▸ Your tasks
**A.** Please answer these from the Wii Fit review, one line each:
(i) Which magazine and issue did the review first appear in?
(ii) What does the Wii Fit plastic board resemble?
(iii) In the simulated hula-hoop game, what do you move to keep the hoops circling?
**B.** Extend the Wii Fit review, picking up after its final sentence.

▸ Excerpted text
Segment Open
Wii FIT | August 27th 2008

Weight loss tool or party game? Tom Standage wiggles his hips and gets some exercise ...

From INTELLIGENT LIFE magazine, Summer 2008

Does standing on a white plastic board and assuming a yoga pose, while trying to keep a skittering dot on a TV screen inside a circular target, count as exercise? I'm not convinced, but this is what Nintendo wants you to believe. The plastic board, which resembles a set of bathroom scales, is the centrepiece of Wii Fit, a new set of games that supposedly turns Nintendo's hugely popular Wii console into a fitness centre.

It is not quite as nutty as it sounds. Sensors inside the board measure your weight and make educated guesses, as you lean in various directions, about your posture. You can then choose between various exercises, including yoga poses, balance games and aerobic workouts. Unlike with a fitness DVD, the board means the Wii can check that you are really doing the exercises, and monitor your performance. There's a simulated hula-hoop game where you wiggle your hips to keep an increasing number of hoops circling the waist of a cartoonish on-screen figure. You can step on and off the board to do step-training exercises, and do push-ups in the usual way, but with your hands on the board.
Segment Closed
▸ Information supplied
Segment Open
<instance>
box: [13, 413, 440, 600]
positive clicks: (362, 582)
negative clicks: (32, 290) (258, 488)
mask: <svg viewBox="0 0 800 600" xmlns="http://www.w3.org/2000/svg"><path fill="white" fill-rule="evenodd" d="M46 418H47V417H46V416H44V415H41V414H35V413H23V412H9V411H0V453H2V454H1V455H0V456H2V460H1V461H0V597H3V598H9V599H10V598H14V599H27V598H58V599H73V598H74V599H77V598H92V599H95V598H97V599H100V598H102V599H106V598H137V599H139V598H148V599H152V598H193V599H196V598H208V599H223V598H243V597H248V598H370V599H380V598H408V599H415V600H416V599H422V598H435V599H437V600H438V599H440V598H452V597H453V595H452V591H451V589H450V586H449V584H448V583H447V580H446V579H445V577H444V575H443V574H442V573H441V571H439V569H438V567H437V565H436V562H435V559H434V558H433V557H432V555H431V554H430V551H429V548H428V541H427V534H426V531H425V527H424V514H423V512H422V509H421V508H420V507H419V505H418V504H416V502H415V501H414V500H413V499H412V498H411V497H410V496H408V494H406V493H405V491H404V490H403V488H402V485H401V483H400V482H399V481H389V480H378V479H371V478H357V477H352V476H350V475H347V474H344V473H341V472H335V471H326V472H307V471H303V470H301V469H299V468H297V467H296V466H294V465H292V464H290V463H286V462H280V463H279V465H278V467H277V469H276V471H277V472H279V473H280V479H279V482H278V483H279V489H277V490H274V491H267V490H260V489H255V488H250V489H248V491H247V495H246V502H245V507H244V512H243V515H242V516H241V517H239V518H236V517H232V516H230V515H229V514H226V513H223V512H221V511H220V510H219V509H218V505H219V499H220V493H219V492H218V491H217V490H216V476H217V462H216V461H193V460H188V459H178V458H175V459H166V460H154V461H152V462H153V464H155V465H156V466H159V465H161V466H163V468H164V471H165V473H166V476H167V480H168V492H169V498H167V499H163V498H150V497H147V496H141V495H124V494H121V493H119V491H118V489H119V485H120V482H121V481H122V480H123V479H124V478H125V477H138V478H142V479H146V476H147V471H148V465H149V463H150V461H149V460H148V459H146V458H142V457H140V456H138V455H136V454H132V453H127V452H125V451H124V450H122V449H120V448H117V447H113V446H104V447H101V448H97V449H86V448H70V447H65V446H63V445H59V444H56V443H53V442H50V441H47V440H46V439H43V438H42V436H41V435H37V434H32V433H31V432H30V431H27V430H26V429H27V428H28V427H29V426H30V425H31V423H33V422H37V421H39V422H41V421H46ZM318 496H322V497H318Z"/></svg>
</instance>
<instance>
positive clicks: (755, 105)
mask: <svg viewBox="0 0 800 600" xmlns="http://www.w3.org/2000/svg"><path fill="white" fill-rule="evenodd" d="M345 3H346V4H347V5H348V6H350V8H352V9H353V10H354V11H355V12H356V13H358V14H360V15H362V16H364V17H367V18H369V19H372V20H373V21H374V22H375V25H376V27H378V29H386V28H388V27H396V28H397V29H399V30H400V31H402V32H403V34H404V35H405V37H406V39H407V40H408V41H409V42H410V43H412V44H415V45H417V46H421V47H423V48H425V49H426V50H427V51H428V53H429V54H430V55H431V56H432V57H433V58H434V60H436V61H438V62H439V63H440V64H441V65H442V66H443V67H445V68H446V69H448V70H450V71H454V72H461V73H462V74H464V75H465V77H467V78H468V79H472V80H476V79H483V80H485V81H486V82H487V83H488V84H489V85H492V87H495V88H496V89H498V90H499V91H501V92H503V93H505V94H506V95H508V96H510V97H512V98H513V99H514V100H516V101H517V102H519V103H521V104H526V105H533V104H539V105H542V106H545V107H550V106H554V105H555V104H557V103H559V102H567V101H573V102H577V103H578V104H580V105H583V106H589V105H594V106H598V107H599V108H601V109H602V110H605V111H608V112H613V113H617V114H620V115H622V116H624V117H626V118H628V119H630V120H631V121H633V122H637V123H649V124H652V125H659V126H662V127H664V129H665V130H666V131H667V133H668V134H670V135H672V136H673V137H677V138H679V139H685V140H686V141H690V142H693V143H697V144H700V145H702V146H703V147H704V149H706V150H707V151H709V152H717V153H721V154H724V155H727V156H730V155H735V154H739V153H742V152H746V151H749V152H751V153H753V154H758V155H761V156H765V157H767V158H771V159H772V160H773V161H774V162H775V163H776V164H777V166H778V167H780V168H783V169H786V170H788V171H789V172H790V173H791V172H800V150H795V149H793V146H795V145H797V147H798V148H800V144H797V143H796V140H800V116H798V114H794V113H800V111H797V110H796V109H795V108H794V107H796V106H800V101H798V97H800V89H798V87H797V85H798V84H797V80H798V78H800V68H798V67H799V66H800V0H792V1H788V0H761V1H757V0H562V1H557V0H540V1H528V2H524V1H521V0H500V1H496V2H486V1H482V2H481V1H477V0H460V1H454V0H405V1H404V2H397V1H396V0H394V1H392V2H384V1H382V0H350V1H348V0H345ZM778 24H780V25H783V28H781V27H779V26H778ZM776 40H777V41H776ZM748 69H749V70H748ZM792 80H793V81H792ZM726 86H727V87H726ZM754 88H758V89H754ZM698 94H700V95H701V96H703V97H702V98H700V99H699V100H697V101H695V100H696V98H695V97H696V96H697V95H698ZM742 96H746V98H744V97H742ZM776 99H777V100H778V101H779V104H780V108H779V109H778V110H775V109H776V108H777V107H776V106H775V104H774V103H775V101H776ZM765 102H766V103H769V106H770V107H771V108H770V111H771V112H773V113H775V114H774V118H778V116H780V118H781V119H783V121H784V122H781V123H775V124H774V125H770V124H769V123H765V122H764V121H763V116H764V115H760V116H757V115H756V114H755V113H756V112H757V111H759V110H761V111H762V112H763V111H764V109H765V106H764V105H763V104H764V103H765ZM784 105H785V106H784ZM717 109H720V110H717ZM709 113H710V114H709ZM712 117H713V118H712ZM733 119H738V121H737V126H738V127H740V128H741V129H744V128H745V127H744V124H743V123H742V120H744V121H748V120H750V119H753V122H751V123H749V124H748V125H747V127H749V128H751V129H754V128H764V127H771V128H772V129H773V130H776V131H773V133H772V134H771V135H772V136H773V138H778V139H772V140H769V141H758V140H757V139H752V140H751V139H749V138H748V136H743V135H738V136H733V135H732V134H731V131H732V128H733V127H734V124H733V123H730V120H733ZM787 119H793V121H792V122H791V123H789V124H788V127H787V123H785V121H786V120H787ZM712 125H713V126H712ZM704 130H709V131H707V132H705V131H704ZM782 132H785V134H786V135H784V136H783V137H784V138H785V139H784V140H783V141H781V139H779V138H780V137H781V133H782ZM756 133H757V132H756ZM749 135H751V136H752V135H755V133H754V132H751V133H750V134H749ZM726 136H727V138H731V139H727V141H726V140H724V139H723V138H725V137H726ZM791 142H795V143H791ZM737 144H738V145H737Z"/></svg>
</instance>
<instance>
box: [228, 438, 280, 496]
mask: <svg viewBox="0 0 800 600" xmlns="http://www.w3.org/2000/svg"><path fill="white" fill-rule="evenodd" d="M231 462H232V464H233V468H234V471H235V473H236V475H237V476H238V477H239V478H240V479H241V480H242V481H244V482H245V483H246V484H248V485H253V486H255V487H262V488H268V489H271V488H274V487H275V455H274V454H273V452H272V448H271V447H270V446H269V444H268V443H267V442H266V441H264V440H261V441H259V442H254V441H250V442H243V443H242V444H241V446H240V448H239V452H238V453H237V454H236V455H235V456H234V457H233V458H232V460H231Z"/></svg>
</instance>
Segment Closed
▸ Your written answers
**A.**
(i) INTELLIGENT LIFE magazine, Summer 2008
(ii) A set of bathroom scales
(iii) Your hips

**B.**
Most tiring of all is the jogging. You put one of the Wii's motion-sensitive controllers in your pocket and run on the spot. The Wii figures out how fast you are running and your alter-ego trots through scrolling on-screen scenery at the appropriate pace. After several minutes of this, it felt as though I had actually done some exercise--because I had. Simply waving the controller up and down by hand proved much less taxing.

It was all a bit worthy, frankly. The game can calculate your body-mass index and monitor your progress towards a particular goal--to lose a certain amount of weight within a month, for example. Wii Fit has been out for several months in Japan, and some people really have lost weight using it.

But never mind the serious stuff--the best thing about Wii Fit is that some of the mini-games are simply hilarious. There's a great ski-jumping game in which you crouch down, build up speed by keeping as steady as possible, and then jump by straightening your legs. Another game involves rolling balls around a tilting maze by shifting your weight on the board, and trying to drop the balls into a hole. My favourite was a game in which you have to head footballs by leaning from side to side. After a while pandas and football boots, which you are supposed to avoid, are mixed in. It sounds daft, but as with many other Wii games, using physical movements to control the on-screen action makes it oddly compelling. Children will love it, and that gives adults--even those who do not consider themselves gamers--an excuse to have a go too. (Brett McCallon, our online gaming columnist, complains about this very trend in his piece "Nintendo, Me and Your Mom".)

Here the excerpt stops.